*課題 A:*
断熱住宅についての本文によると、冷暖房が最も電力を消費するのはいつですか。
*課題 B:*
断熱住宅についての本文のうち、「一方の高断熱住宅は」で始まる段落を、主な内容を残して箇条書きにまとめてください。

真夏や真冬になると、エアコンや暖房器具をフル稼働させているという家庭も珍しくありません。電気代の高さに、毎年頭を悩ませている人も多いのではないでしょうか。実は、近年住宅断熱材の進化によってエコ住宅化がどんどん進んでいるため、電気代削減も可能になっているのです。今回は、断熱材と電気代削減の関係について見ていきましょう。
そもそも断熱住宅とは?
断熱住宅とは、厳密にいうと「高気密・高断熱住宅」と呼ばれるものを指しています。日本で一般的に建てられている木造住宅は、どんなに腕の良い大工さんが建てたとしても、窓枠や壁、床や天井などの接合部にわずかな隙間が空いてしまいます。実際に隙間風を感じることがなくても、家の中と外で空気が出入りしているのです。つまり、隙間が多い家ほど暖かい空気や冷たい空気が外に漏れてしまう可能性が高く、冷暖房効率が悪くなってしまいます。そんな欠点を補うために開発されたのが高気密住宅であり、断熱材や精度の高い建築部材、防湿シートに気密テープなどを使って、できる限り隙間を塞いで建てられているのが特徴です。
一方の高断熱住宅は、断熱材を外壁と内壁の間に入れたり断熱性に優れた窓を設置したりしている家のことです。通常、外の気温は壁や窓などを伝わって家の中に入ってきます。断熱がしっかりしていない家は室内の気温が外気温に左右されやすくなり、夏は暑く冬は寒くなりがちなのです。高断熱住宅にすることで外気温が伝わる割合を減らし、室内の気温を一定に保ちやすくなります。
このように、高気密・高断熱住宅が広まってきたのは、昔と今の住宅事情の変化が影響しています。高温多湿の日本では、窓を空ければ家全体に風が通るようなスタイルの和風建築が主流でした。ところが、年々深刻化する猛暑の影響もあり、現代では真夏になると適度にエアコンを使用することが勧められています。ところが、隙間が空きやすい従来の木造住宅では効率よくエアコンを効かせられず、電気代ばかりが高くなってしまうのです。
エアコンや冷暖房を使う機会の多い現代では、従来の開放的な住宅よりも、室内の気温を一定に保てる住宅のほうがニーズが高まっているといえるでしょう。この点、高気密・高断熱住宅であれば、外気が簡単には室内に侵入してこないため、冷暖房効率が悪くなる心配もありません。電気代の節約になるだけなく、消費する電力を抑えられるためエコにもなります。効率よく快適な住空間を維持できるため、多くの人に支持されているのです。
断熱住宅はなぜ電気代を節約できる?
断熱住宅の特徴は、隙間を塞いだり壁や窓から外気が伝わってくるのを防いだりすることで、室内の気温を一定に保ちやすいという点です。これは、単に快適に過ごせるというだけでなく、冷暖房効率の向上にも役立っています。一般的に、冷暖房はスイッチをオンにしてから設定温度になるまでに最も電力を消費します。設定温度と実際の気温に差があればあるほど、ハイパワーで稼働することになるためです。設定温度に到達した後も、室内の気温が変動すれば設定温度に近づけるように稼働します。

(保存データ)
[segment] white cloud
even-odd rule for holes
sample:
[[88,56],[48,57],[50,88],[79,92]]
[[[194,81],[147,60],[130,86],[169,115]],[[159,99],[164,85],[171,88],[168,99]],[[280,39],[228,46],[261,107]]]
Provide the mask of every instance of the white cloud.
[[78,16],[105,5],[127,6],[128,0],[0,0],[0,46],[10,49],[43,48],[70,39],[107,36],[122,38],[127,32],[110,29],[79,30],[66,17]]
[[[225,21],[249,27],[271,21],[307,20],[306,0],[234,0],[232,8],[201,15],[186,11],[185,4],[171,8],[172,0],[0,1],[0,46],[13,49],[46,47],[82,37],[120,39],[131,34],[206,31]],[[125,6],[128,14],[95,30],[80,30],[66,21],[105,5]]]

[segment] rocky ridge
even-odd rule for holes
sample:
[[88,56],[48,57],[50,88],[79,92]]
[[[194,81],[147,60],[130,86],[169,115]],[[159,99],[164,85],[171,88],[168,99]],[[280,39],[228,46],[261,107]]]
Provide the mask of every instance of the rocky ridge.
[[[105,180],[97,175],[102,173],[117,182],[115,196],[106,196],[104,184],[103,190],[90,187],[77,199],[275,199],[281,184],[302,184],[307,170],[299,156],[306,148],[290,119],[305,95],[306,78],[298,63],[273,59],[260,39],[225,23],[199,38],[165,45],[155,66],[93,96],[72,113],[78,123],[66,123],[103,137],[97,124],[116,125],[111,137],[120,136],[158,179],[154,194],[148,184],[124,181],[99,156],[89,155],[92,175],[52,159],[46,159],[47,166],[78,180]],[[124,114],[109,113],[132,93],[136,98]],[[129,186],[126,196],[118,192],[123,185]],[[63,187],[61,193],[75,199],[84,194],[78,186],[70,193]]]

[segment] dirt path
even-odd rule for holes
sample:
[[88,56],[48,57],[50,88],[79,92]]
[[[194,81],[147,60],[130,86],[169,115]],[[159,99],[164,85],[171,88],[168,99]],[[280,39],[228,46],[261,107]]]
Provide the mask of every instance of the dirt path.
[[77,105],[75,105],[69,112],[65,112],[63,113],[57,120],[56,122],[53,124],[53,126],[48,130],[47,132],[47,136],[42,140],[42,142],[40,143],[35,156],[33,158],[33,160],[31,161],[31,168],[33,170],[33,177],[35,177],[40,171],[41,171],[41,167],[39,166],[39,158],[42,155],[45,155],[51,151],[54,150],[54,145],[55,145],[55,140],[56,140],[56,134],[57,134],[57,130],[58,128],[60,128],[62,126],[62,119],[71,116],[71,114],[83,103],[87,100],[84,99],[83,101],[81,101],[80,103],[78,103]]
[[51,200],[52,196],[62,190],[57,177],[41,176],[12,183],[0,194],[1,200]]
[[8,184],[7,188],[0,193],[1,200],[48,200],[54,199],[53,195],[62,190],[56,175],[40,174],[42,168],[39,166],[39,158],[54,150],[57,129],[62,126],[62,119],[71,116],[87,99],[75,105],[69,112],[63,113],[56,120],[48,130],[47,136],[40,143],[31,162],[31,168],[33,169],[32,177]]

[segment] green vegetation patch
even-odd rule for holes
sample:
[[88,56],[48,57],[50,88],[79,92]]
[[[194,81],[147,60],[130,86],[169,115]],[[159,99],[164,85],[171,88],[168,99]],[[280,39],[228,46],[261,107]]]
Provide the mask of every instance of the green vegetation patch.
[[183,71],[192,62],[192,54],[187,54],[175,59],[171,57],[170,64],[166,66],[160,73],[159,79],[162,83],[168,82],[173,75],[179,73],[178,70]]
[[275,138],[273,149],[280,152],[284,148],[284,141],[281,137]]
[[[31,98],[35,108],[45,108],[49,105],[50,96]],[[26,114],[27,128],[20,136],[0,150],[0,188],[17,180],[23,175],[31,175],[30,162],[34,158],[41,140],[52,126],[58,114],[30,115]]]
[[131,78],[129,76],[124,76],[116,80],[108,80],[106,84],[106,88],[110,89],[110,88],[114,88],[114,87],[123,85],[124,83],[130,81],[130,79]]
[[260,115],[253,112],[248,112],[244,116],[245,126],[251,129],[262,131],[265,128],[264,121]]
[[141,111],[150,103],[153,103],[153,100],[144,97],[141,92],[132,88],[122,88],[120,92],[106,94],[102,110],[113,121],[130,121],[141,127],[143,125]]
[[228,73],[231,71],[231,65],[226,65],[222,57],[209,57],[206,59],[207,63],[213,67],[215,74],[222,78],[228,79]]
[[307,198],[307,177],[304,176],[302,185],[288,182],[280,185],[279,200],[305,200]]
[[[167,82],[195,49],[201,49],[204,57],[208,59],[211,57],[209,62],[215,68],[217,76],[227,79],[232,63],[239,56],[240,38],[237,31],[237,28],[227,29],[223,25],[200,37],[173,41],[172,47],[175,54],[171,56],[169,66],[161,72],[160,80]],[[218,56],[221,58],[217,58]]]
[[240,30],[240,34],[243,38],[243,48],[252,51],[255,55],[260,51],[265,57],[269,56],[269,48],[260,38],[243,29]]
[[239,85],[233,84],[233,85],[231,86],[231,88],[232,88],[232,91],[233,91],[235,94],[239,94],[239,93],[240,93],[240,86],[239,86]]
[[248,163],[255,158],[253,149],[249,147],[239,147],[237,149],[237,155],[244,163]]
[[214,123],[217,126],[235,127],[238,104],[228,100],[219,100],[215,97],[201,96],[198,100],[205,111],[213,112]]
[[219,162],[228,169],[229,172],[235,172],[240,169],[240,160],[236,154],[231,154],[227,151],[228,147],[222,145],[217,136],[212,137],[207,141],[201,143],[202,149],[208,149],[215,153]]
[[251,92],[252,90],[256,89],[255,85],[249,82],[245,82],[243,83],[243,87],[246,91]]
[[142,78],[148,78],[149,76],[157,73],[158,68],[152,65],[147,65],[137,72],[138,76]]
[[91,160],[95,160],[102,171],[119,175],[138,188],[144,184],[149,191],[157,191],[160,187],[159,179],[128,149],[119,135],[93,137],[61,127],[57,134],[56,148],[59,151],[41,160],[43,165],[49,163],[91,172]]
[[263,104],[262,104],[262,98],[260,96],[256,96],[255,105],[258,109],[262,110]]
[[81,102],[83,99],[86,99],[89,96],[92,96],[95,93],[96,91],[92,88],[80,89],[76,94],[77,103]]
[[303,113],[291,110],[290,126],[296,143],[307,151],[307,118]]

*解答 A:*
スイッチをオンにしてから設定温度になるまでの間です。

*解答 B:*
- 高断熱住宅は、外壁と内壁の間に断熱材を入れたり、断熱性に優れた窓を設置したりしている家。
- 外の気温は通常、壁や窓などを伝わって室内に入ってくる。
- 断熱が不十分な家は室内の気温が外気温に左右されやすく、夏は暑く冬は寒くなりがち。
- 高断熱住宅にすると外気温が伝わる割合が減り、室内の気温を一定に保ちやすくなる。